## Instructions to follow
Count how many lines in the material below contain the string "lamp", matching case exactly, and reply with that number alone.

## Provided data
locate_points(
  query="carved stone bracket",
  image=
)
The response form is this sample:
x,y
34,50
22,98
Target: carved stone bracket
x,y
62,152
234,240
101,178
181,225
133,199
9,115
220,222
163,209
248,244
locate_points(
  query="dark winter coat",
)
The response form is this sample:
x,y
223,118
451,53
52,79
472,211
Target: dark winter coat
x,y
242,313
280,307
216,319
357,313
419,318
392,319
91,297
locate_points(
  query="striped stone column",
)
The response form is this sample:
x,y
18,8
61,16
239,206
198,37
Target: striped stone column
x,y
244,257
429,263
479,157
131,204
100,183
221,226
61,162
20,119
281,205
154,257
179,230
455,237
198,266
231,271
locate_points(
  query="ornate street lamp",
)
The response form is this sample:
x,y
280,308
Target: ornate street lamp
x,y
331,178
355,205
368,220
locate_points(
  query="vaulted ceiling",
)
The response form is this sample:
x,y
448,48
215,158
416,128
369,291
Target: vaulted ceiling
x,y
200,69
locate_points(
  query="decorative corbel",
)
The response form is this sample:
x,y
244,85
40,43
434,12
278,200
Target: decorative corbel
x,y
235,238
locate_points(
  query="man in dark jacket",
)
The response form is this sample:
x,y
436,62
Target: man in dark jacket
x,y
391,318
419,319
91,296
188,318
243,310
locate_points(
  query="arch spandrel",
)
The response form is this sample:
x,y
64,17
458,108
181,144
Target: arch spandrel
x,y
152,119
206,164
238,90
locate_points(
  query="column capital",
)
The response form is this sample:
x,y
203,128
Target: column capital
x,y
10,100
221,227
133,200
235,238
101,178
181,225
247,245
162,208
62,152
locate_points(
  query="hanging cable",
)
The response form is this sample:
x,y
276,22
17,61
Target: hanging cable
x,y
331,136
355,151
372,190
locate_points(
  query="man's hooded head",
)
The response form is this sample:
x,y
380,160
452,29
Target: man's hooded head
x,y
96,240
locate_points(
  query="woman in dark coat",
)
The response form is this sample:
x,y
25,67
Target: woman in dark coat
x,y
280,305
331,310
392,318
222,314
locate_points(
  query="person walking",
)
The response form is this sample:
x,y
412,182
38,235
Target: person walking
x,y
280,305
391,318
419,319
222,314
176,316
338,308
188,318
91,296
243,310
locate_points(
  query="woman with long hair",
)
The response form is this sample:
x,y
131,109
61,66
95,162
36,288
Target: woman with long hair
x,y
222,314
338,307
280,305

## Completed exercise
2